Instruksi Tugas: Bagaimana isi cerita dari bandara di bawah ini jika diringkas dalam dua kalimat?

Cuplikan Halaman:
Sabtu, 19 September 2015

Sepotong Cerita dari Bandara




“Pramugari di sini nggak mesti cantik ya?” tiba-tiba saja terlontar kalimat demikian, kala saya melihat pramugari yang berlalu lalang di depan kami.
Kami tengah berada di salah satu bandara di UK, menyesap secangkir kopi sejenak sembari menunggu jadwal penerbangan.
“Iyah yah, biasa aja ya. Bajunya juga sopan,” tukas seseorang di samping saya.
Saya menyesap kembali secangkir coffee latte yang saya pesan di gerai kopi Costa. Angin bulan September berhembus lumayan kencang menerpa kami yang berada di bagian luar bandara. Bandara ini tidak terlalu nyaman, tidak ada ruang duduk tunggu kecuali yang berbayar yang disediakan. Jadi kami akhirnya menghabiskan waktu dengan memesan kopi dan memilih menikmatinya di luar, di kursi-kursi yang disediakan gerai kopi itu.
Kami masih mengamati pramugari-pramugari itu. Penampilannya biasa saja, bajunya sopan, cara jalannya pun nampak bisa, tidak dibuat buat agar terlihat menarik. Kami akhirnya terlibat percakapan mengenai penampilan.
            “Nyatanya banyak stigma negatif pada perempuan karena penampilannya dalam pekerjaannya. Kayak SPG misalnya,” lanjut obrol saya. Masih banyak kan industri-industri yang mengatasnamakan kepentingan marketing kemudian mengharuskan perempuan untuk berpenampilan “gimana-gimana dalam artian yang jadinya kurang sopan”.
Kalau diamati di sini, banyak front liner, pegawai yang sejenis customer service itu penampilannya biasa. Nggak harus yang berkategori cantik, langsing, tinggi, dan sejenis kriteria lain yang biasanya di Indonesia identik dengan persyaratan pegawai yang biasanya berurusan dengan konsumen langsung.
            “Kadang kala fungsi utamanya yakni melayani jadi hilang esensinya yah kalau terlalu mengedepankan penampilan, walau nggak semuanya sih begitu,” sahut teman seperjalanan saya itu.
Iyah sih, padahal yang yang paling utama itu sifat bisa berkomunikasi dengan baik, nyaman diajak bicara, luwes, ramah dan bermisi untuk melayani.
Kami sering nggak habis pikir kenapa kebanyakan pegawai administrasi  di Indonesia jutek jutek, harus siap stok sabar banyak-banyak deh kalau mau berurusan dengan hal-hal seperti itu. Nggak semuanya sih tentu saja.
Saya juga jadi teringat pembicaraan kami tentang bagaimana orang-orang sini menujukkan “kelasnya” atau eksistensi atau apalah yang dibilang keren bagi masyarakat. Kalau di Indonesia kan kebanyakan masyarakat menilai dari penampilan, ya penampilan fisik misalnya fashion, tas dll yang bermerk, mobil yang bla bla bla, rumah mewah, life style yang glamour,  dan punya ono lah itulah.

Data Terekam:
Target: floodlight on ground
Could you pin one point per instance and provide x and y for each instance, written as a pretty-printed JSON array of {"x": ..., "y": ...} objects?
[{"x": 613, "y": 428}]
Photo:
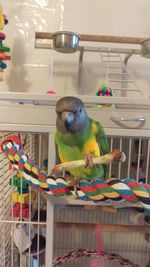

Jawaban Tugas: Sambil menikmati kopi di luar sebuah bandara di UK saat menunggu penerbangan, penulis dan teman seperjalanannya memperhatikan bahwa para pramugari di sana berpenampilan biasa dan berpakaian sopan. Pengamatan itu memicu obrolan tentang stigma negatif terhadap perempuan yang pekerjaannya menuntut penampilan tertentu, padahal yang paling utama bagi pegawai yang melayani adalah kemampuan berkomunikasi dengan baik, keramahan, dan niat untuk melayani.